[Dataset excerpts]
********************
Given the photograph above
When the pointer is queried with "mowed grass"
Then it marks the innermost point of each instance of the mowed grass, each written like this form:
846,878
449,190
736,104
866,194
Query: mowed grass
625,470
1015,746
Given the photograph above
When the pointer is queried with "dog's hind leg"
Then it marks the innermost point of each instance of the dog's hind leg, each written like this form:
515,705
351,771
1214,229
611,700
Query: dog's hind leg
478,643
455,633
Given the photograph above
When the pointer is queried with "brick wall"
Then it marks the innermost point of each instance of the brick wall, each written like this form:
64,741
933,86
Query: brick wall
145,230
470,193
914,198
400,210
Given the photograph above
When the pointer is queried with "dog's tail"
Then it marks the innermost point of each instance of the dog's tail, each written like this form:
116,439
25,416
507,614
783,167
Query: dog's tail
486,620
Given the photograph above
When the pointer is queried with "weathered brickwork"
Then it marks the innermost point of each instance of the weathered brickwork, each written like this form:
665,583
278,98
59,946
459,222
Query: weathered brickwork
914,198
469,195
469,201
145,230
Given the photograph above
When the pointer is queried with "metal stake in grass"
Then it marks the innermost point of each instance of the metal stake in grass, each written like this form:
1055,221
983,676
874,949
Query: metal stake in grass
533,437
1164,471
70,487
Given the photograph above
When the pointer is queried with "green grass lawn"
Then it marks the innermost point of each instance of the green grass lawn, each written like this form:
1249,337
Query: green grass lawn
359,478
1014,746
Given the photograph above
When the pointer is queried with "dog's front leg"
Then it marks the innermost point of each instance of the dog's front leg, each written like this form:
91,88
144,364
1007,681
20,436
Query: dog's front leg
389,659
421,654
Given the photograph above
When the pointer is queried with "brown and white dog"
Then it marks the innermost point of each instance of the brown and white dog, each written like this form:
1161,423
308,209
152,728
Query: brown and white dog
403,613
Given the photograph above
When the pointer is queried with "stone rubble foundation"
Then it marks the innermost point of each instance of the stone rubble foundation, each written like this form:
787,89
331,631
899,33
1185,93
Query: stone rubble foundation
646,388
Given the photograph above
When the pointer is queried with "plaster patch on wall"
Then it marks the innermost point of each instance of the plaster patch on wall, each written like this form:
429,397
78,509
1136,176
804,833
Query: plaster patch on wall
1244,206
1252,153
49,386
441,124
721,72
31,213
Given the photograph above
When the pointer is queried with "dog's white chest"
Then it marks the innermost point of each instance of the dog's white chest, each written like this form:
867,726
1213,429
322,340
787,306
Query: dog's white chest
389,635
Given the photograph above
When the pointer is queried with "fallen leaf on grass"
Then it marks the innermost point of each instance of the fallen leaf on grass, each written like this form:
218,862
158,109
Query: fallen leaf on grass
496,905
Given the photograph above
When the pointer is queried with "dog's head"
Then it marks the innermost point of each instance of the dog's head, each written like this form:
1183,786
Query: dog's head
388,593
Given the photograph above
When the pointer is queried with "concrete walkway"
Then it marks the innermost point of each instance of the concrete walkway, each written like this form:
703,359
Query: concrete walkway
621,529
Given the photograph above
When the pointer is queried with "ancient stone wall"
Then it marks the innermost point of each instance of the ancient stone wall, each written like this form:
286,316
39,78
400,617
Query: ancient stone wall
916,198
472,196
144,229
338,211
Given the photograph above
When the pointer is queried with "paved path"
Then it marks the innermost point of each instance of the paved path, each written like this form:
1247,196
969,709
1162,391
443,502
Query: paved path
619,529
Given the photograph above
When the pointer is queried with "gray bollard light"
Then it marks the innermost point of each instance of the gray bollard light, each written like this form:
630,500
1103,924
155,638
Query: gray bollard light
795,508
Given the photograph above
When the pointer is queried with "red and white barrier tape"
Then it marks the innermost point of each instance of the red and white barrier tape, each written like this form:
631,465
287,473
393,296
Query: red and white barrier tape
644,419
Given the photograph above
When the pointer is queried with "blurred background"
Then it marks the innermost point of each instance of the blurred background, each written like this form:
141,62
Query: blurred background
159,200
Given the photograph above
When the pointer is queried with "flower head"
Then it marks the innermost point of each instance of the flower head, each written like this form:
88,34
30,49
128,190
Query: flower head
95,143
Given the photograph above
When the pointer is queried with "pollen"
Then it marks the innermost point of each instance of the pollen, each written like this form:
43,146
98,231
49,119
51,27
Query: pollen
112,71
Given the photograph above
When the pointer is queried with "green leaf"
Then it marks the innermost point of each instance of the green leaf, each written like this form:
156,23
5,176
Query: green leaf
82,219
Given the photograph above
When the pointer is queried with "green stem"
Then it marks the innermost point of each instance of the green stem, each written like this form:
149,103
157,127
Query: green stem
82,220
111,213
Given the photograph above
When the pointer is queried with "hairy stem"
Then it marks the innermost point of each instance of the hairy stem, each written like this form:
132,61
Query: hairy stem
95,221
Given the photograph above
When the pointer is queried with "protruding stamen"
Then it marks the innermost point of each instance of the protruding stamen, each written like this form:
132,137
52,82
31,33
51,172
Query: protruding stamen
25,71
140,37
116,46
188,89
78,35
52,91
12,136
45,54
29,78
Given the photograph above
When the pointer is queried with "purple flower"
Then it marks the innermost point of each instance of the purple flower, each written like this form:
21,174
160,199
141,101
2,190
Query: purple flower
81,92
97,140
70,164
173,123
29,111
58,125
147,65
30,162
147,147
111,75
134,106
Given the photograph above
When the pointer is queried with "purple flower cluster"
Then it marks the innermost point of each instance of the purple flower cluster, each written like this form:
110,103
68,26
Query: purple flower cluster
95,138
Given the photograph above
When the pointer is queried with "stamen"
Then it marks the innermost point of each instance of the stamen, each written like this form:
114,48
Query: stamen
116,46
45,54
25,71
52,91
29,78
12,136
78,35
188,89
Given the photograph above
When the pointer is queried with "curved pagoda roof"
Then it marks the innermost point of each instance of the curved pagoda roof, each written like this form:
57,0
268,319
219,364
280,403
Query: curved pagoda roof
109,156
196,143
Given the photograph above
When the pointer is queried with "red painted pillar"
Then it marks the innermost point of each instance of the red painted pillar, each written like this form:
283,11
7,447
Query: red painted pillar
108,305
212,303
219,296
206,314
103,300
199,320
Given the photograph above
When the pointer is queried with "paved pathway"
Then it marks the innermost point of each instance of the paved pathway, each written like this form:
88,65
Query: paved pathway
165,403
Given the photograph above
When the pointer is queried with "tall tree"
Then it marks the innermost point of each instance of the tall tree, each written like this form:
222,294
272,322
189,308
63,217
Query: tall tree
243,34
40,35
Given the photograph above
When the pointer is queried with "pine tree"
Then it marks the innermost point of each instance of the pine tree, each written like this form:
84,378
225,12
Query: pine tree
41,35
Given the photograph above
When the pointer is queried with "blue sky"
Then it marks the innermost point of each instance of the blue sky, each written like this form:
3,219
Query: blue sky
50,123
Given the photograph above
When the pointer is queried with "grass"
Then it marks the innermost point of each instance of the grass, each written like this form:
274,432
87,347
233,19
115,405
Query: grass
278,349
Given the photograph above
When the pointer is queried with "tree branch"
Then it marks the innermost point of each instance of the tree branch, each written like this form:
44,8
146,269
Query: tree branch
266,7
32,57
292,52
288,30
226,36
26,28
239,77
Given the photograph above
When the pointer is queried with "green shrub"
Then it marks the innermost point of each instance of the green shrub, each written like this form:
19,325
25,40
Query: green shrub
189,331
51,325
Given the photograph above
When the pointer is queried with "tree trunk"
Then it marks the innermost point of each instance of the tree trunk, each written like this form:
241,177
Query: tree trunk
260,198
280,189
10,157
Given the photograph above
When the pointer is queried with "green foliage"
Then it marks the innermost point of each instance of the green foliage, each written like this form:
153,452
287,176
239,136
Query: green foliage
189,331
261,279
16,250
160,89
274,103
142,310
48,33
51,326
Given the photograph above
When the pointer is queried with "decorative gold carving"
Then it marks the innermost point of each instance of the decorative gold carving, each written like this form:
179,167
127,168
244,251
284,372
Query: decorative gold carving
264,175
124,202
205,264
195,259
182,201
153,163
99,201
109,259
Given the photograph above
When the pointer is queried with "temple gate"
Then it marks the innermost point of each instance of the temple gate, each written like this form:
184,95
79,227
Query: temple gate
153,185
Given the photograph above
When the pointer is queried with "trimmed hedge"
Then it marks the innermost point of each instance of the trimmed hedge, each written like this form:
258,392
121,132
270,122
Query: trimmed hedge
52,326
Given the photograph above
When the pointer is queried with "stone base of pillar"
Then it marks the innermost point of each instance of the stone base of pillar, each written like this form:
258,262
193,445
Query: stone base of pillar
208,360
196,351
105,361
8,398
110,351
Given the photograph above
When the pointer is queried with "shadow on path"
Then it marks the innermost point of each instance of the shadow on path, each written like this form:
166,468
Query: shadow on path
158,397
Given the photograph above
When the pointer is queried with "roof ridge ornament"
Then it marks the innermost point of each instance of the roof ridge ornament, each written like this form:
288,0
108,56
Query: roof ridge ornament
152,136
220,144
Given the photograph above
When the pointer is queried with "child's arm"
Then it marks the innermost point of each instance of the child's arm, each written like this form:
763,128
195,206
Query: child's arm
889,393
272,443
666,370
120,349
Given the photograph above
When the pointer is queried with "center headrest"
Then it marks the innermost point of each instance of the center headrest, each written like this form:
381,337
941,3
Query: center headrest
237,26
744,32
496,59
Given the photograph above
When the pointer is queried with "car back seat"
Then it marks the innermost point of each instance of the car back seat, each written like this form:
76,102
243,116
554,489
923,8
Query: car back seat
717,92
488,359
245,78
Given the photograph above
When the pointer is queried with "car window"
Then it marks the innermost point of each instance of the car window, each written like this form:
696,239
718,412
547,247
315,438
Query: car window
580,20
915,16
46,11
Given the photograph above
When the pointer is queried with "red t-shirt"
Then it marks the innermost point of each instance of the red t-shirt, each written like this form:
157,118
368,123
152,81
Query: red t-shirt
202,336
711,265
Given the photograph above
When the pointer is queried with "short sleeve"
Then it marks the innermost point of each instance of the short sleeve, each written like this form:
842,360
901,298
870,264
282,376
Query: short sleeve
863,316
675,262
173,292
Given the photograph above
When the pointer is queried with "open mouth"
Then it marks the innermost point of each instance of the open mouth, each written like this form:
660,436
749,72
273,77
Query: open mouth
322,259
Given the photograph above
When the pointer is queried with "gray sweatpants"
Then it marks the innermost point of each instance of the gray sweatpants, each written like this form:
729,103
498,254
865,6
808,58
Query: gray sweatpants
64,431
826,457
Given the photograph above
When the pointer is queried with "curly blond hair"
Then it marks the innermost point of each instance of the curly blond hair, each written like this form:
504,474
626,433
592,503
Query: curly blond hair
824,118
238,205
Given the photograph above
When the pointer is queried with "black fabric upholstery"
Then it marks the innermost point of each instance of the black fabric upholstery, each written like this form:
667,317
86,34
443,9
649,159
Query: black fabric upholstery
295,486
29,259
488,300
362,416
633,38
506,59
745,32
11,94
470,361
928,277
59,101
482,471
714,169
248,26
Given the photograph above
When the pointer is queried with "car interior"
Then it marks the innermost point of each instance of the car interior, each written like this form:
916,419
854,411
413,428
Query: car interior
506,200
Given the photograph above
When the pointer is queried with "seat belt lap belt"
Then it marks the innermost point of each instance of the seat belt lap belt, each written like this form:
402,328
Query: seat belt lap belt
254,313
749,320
********************
▶ DIRECTIONS
What are the lines, exactly as written above, from the line with "of the temple" to the line with "red t-shirt, each", both included? Output only those.

▶ OUTPUT
Then it marks the innermost point of each instance of the temple gate, each written like this form:
184,95
79,227
Query: temple gate
153,185
Given the photograph above
When the pointer is queried with "trimmed hedge"
Then it marks the innermost point of each instance of the trimmed hedge, each written like this form:
258,392
121,132
270,122
Query: trimmed hedge
52,326
Given the photograph above
When the pointer is queried with "stone base of pillar"
Then it marks the innermost point of each instance of the stone base of pillar, each written like this form:
258,262
193,445
Query: stone base of pillar
208,360
196,351
105,361
8,398
110,351
Given the photograph above
When the pointer is queried with "shadow on path"
Then it marks the innermost point of each instance of the shadow on path, each written like this form:
166,468
Query: shadow on path
158,397
Given the photograph above
When the pointer is queried with "roof ridge ornament"
Then it marks the innermost point of each instance of the roof ridge ornament, each written like this form:
288,0
108,56
Query: roof ridge ornament
152,136
220,144
Given the photograph above
When the pointer is queried with "child's arm"
Then it marks the innermost point of each instance of the child's arm, each written like this form:
763,128
195,206
Query: child's arm
889,393
272,443
666,370
120,349
Given the photograph above
When the pointer is queried with "center headrest"
Then it marks the innermost point of each instance of the center headrest, each written like this form:
381,337
941,3
Query: center headrest
237,26
744,32
496,59
Given the photograph above
When the pointer is queried with "car back seat"
Then it marks the innermost point of each instance of the car back seat, each written like this form:
76,102
243,116
554,489
923,8
Query: car back seat
717,92
488,359
245,78
Given the photograph above
When the pointer is queried with "car window"
Then it marks the innermost point of each instance of the car window, each written like this form:
696,239
718,412
547,247
315,438
Query: car window
580,20
915,16
46,11
Given the photograph above
When the pointer is queried with "red t-shirt"
Then it marks the innermost point of each instance of the red t-shirt, each written like this form:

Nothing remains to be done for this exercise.